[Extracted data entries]

* * *

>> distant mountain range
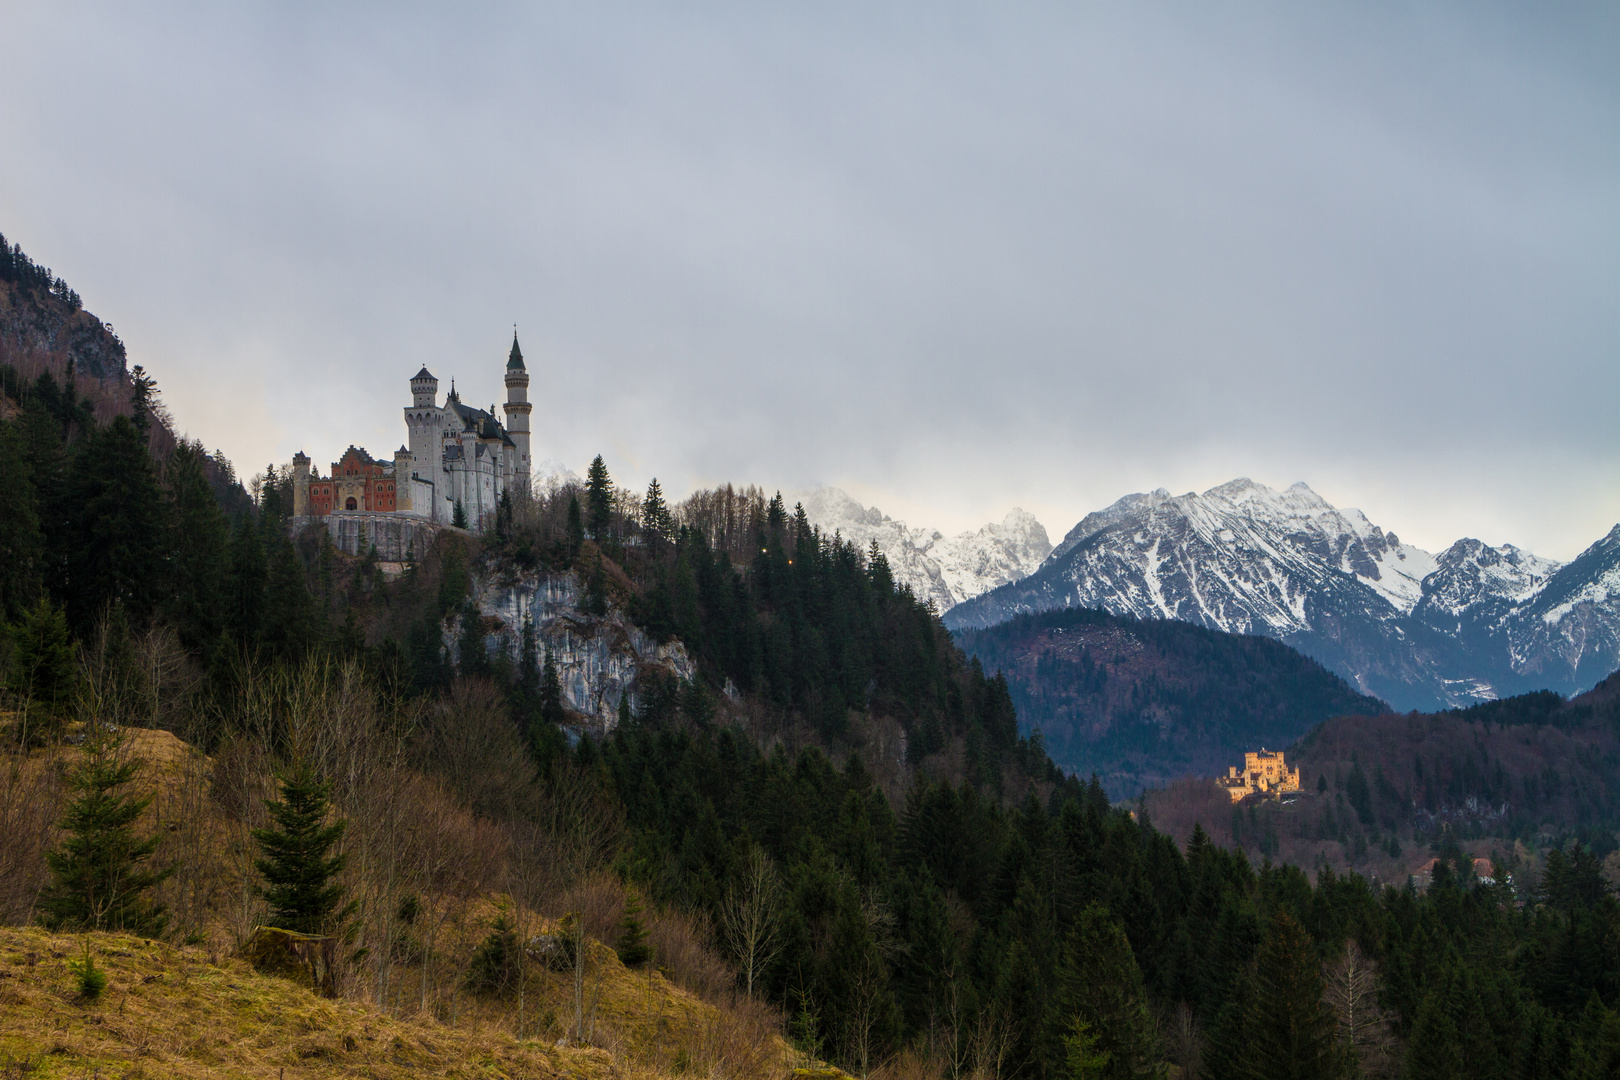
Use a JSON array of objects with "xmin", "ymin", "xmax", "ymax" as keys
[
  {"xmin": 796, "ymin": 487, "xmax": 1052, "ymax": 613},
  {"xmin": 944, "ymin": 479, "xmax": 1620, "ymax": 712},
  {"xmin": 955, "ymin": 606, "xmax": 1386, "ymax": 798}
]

* * *

#### YOUR OBJECTIVE
Copy every record above exactly, leaving out any pictures.

#### ANSWER TO THIS TASK
>> distant mountain range
Use a JSON array of objects with "xmin", "ymin", "xmax", "ymax" as keys
[
  {"xmin": 796, "ymin": 487, "xmax": 1052, "ymax": 613},
  {"xmin": 944, "ymin": 479, "xmax": 1620, "ymax": 712},
  {"xmin": 955, "ymin": 606, "xmax": 1386, "ymax": 798}
]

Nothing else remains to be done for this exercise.